Coordinate annotation entries
◆ ◆ ◆ ◆
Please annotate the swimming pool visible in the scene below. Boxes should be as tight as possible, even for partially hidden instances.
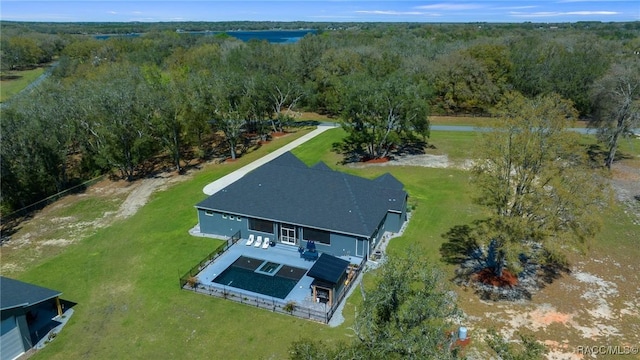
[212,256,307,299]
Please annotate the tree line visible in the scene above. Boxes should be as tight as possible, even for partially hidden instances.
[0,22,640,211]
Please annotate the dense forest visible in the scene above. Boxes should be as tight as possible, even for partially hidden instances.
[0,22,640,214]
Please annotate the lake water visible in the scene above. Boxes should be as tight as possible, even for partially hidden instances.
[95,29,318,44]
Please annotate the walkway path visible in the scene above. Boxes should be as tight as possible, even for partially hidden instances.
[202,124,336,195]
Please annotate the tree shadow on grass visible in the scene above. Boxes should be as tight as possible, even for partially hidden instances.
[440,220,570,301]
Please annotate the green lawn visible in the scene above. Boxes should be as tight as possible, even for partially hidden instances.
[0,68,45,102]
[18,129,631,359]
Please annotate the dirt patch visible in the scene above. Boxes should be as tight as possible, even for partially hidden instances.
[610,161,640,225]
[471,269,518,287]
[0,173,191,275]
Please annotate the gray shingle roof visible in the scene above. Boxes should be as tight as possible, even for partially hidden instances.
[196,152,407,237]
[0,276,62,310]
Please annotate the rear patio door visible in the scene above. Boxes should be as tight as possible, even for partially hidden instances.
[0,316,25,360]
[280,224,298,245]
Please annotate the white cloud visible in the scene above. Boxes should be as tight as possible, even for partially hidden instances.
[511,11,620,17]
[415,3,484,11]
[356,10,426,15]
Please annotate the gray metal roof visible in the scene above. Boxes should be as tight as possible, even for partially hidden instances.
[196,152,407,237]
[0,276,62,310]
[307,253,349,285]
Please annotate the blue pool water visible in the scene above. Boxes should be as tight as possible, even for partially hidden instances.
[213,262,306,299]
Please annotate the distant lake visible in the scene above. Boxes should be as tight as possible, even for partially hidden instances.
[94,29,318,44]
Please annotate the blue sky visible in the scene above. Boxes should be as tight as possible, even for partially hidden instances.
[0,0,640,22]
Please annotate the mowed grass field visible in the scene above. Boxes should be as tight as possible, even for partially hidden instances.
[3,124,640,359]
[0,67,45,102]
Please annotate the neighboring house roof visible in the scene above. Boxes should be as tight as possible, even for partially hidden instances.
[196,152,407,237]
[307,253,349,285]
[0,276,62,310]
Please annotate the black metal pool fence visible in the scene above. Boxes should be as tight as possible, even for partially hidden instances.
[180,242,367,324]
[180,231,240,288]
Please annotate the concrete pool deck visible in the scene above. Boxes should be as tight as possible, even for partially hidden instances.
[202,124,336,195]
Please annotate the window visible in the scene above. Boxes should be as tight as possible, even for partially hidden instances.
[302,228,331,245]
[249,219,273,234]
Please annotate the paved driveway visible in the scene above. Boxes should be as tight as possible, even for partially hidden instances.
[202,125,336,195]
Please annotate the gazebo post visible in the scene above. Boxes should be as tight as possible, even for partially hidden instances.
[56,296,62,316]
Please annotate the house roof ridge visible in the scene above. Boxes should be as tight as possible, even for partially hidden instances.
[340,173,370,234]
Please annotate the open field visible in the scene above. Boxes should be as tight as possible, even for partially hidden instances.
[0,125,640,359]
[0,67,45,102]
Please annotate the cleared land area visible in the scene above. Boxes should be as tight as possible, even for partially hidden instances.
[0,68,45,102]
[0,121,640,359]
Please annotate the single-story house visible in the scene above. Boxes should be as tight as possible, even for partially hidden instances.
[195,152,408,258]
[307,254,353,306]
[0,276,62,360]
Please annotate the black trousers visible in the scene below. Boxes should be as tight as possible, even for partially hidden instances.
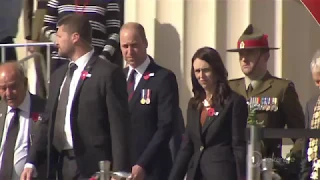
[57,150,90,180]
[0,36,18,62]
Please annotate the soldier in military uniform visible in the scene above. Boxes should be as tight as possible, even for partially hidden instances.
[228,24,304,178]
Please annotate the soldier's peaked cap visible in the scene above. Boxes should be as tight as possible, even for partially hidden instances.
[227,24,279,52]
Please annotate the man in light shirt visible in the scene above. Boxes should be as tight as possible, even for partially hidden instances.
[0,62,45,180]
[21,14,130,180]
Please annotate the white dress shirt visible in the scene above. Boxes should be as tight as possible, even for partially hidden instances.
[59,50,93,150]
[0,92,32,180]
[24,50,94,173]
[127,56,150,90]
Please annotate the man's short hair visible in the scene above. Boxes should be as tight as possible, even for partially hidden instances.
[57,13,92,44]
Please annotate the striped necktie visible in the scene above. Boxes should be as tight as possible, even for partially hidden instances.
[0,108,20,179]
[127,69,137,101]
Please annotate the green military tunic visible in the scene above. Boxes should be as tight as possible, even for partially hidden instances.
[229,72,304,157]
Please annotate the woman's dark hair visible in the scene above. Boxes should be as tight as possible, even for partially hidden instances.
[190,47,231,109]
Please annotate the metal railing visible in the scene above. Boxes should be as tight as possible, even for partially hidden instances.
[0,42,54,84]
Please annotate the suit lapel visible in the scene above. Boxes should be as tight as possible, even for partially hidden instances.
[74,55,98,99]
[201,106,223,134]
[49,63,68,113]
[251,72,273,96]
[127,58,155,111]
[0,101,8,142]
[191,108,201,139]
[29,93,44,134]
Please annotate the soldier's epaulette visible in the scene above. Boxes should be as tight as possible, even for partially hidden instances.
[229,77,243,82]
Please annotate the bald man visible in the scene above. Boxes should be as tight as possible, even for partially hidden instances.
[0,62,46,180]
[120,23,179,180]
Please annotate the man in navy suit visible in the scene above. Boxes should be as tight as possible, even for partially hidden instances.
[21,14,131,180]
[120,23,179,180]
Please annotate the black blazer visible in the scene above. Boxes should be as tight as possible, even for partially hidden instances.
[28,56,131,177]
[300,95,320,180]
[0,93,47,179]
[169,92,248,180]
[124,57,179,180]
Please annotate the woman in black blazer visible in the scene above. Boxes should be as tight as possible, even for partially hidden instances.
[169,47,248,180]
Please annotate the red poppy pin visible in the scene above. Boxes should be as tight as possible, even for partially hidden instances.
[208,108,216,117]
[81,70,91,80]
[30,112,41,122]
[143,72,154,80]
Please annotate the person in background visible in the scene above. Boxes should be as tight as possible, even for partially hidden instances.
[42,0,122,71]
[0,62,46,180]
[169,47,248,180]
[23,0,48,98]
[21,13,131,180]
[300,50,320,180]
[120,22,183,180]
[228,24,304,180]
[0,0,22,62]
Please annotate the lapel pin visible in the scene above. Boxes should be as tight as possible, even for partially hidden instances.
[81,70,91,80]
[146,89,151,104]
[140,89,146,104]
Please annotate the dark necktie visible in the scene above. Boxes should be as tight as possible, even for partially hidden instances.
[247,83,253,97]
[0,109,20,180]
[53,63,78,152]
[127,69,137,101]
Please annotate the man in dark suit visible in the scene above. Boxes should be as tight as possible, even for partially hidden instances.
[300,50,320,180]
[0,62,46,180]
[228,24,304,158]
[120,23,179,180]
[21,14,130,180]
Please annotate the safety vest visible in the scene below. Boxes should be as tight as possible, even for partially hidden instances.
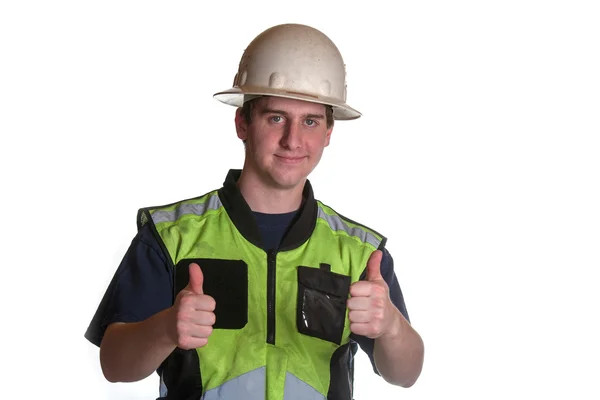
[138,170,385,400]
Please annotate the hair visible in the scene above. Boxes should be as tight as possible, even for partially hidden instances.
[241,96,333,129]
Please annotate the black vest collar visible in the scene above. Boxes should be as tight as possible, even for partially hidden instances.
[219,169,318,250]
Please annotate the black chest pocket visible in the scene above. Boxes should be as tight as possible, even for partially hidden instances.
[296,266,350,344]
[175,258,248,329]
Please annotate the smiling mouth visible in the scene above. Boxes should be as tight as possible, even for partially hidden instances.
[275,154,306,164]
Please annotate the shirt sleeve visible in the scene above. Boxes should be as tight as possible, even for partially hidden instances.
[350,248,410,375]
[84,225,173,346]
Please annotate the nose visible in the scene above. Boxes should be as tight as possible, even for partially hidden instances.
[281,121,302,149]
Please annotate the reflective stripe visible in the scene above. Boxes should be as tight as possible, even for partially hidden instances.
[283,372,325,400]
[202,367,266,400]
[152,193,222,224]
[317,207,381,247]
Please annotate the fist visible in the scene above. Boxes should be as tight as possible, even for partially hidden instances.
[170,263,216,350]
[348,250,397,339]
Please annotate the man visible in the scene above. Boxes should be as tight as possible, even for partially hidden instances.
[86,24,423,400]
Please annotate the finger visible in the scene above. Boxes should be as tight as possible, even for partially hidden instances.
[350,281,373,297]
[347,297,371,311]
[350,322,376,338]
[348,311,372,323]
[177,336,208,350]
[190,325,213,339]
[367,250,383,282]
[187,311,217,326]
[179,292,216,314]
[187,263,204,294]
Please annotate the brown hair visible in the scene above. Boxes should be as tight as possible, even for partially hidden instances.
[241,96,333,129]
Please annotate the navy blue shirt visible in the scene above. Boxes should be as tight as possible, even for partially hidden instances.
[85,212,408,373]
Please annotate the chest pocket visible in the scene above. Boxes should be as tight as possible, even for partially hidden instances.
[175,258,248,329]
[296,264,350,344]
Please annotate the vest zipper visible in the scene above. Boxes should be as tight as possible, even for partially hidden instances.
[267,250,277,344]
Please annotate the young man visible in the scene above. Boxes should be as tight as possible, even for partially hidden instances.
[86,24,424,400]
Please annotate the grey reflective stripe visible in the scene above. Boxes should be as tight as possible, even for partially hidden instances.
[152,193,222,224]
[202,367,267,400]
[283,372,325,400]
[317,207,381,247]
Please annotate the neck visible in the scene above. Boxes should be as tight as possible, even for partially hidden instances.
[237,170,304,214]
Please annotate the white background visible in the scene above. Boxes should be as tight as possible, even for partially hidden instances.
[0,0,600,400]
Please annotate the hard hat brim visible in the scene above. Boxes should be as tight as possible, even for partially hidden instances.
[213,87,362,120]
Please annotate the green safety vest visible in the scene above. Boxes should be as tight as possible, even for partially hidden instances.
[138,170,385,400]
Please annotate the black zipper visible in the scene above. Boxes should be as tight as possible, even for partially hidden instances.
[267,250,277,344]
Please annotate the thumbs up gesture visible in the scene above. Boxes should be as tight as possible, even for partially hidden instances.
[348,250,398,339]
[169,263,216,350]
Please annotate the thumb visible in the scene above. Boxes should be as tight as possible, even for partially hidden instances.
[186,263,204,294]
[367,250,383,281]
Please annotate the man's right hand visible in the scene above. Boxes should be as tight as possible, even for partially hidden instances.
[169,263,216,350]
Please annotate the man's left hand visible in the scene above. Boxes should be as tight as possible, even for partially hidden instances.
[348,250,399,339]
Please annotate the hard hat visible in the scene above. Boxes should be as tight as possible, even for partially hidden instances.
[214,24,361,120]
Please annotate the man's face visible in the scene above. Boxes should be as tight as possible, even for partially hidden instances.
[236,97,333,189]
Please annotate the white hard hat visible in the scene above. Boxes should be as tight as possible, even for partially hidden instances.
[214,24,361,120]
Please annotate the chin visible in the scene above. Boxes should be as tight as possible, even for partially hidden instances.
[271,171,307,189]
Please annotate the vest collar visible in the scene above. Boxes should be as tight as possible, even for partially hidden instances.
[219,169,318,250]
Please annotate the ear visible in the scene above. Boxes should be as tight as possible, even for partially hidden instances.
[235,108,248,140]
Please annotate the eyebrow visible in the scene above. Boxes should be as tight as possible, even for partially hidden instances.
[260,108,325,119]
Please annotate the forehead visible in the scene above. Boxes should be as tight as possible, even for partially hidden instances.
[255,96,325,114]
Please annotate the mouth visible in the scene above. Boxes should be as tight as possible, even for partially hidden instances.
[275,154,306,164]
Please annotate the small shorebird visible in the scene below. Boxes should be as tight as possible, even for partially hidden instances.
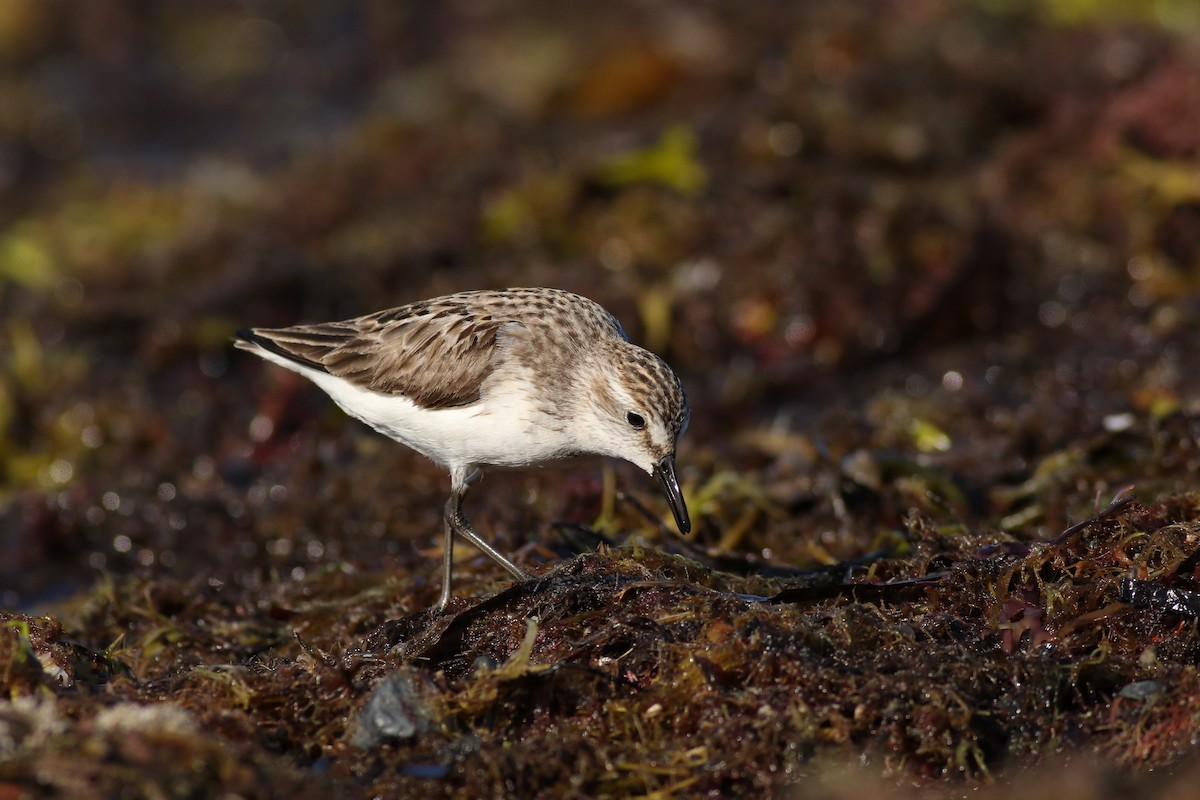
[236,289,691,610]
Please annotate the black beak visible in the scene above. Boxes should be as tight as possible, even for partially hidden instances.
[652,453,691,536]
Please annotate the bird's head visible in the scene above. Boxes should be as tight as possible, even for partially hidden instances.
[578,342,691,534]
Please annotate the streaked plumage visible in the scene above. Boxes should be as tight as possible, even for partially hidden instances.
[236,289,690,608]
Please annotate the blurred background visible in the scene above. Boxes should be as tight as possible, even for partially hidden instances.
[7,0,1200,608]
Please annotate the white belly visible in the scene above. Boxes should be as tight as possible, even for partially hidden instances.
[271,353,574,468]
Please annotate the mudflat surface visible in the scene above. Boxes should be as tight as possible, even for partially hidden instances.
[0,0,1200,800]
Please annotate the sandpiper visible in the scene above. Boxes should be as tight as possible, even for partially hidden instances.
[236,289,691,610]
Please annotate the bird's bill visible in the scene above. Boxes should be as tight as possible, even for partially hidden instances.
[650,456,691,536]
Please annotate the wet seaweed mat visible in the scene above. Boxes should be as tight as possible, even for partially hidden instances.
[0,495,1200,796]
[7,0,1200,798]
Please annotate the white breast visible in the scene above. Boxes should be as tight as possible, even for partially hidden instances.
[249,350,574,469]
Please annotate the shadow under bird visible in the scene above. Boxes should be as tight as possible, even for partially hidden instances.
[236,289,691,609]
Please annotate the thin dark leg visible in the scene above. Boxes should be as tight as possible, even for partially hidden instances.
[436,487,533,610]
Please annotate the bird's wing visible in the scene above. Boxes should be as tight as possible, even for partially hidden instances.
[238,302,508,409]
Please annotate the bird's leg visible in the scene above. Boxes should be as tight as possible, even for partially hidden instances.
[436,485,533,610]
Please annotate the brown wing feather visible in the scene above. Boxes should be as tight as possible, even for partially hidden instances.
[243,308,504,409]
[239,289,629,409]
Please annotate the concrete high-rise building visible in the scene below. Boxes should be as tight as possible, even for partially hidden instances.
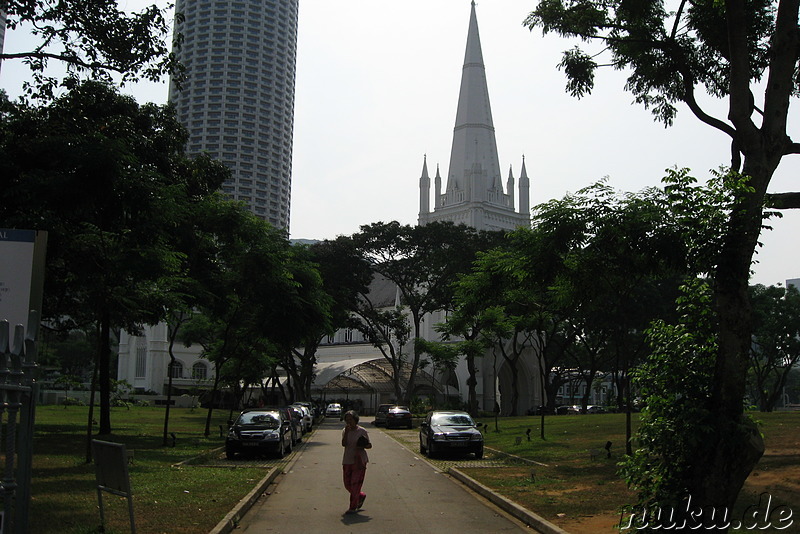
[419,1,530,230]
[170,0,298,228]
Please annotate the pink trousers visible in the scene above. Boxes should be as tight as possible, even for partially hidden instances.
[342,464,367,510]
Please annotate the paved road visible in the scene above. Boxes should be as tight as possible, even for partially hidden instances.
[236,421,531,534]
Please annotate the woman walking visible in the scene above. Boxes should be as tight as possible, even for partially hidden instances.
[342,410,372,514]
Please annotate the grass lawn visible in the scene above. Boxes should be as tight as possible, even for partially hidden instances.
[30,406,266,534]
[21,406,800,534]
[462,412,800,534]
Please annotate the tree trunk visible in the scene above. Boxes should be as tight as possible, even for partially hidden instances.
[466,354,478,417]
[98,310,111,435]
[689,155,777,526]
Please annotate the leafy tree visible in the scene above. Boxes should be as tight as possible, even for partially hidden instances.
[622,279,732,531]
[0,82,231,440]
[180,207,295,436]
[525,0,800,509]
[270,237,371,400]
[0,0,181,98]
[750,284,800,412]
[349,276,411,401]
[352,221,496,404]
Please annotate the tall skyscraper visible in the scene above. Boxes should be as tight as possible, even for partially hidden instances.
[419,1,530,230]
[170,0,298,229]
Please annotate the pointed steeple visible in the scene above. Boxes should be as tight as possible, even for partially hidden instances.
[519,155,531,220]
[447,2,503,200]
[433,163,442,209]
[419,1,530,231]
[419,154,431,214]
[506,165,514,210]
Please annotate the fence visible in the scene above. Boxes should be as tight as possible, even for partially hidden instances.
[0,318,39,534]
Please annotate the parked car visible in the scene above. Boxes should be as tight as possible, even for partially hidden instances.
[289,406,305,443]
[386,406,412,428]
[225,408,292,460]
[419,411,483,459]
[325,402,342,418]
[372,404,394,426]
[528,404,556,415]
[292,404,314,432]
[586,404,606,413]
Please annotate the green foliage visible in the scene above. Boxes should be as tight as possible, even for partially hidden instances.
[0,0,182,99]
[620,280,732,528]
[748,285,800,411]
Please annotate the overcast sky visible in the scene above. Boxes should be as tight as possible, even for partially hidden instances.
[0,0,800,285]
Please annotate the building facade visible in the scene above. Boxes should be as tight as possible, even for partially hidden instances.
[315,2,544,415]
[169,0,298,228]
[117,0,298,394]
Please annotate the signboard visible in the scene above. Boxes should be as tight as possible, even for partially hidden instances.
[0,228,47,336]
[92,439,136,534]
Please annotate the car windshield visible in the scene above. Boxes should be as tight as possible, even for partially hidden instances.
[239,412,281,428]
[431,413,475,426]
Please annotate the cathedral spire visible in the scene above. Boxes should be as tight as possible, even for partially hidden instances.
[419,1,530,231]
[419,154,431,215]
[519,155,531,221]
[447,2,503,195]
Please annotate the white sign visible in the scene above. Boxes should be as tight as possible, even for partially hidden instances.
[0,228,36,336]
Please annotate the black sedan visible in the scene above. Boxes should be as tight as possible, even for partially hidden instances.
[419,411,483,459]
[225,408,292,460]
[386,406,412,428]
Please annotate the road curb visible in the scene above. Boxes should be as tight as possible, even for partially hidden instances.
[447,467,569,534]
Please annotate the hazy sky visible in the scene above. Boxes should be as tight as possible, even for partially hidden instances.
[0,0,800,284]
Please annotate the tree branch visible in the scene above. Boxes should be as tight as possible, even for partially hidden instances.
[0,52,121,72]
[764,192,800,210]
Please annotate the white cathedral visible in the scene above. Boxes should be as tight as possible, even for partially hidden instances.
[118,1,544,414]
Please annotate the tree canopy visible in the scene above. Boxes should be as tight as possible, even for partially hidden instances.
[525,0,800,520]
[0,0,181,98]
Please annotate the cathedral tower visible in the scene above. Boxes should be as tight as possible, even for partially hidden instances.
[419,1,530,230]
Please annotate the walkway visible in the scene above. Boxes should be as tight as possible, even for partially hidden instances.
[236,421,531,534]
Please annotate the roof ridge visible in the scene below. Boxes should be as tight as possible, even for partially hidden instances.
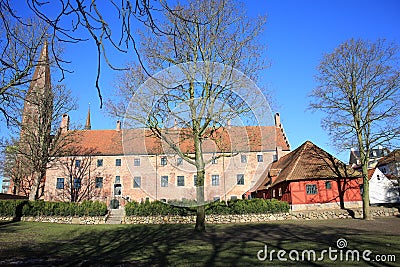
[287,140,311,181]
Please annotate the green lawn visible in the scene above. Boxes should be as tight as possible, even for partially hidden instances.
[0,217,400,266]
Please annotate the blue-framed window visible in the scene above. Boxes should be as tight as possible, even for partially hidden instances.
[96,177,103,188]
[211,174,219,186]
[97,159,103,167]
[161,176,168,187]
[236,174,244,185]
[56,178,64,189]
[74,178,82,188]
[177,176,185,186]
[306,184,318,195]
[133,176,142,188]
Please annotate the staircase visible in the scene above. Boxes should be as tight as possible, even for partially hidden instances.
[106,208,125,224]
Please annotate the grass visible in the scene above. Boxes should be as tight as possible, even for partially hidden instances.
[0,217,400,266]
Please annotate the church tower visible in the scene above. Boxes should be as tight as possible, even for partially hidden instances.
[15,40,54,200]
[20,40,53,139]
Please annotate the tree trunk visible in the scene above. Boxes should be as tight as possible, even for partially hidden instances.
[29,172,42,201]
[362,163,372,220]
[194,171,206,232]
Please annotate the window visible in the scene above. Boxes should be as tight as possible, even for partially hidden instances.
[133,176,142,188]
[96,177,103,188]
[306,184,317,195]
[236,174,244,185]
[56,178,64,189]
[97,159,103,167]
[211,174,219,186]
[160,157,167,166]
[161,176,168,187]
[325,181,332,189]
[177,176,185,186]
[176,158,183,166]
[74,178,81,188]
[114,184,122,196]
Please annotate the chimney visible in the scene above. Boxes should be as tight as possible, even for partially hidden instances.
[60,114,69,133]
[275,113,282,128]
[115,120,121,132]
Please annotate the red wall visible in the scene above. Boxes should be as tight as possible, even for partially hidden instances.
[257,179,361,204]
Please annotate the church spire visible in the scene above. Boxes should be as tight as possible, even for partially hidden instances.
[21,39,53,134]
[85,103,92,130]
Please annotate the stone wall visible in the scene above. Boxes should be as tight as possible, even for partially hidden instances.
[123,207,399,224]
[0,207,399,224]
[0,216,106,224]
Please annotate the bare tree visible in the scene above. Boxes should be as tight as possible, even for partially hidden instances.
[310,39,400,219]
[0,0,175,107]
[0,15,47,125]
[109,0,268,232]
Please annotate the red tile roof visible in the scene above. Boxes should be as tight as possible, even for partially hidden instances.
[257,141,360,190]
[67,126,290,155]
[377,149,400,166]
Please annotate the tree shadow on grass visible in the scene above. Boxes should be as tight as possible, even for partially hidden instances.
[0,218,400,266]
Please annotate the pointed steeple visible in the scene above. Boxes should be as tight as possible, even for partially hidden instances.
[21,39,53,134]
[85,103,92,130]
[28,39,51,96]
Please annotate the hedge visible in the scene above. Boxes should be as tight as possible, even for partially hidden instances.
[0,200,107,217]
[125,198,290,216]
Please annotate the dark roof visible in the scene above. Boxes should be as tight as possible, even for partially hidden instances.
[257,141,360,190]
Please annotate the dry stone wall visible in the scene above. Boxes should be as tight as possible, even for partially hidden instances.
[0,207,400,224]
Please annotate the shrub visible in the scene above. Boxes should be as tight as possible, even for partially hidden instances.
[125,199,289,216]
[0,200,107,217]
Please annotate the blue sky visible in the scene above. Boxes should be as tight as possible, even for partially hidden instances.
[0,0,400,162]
◆ ◆ ◆ ◆
§ **Exercise goal**:
Output the lines above exactly as they appear, beginning with the line containing "Please annotate the bird's bill" and ending with the line containing "[238,302,508,409]", both included.

§ **Solution**:
Please annotate the bird's bill visible in the scene above. Boxes should be as tight as possible, even for partially hidden instances.
[650,456,691,536]
Please annotate the wet seaweed mat visible in the scene above. Boxes should be as tight as possible, even for partially hidden instances.
[0,495,1200,796]
[7,0,1200,798]
Please annotate the white breast visible in the scene above. Boxes should be as tight as possible, even for partially hidden instances.
[249,350,574,469]
Please annotate the shadow under bird visible in the scene above. Boxes should be as tight as possible, even for partially hidden instances.
[236,289,691,609]
Please annotate the thin dark leg visible in the scene above. Boxes should be as tight as possible, even for partially hidden instances.
[436,487,533,610]
Please annotate the bird's wing visible in the scene above. Boxes should be as tight as possible, even for partially hidden instances.
[238,302,508,409]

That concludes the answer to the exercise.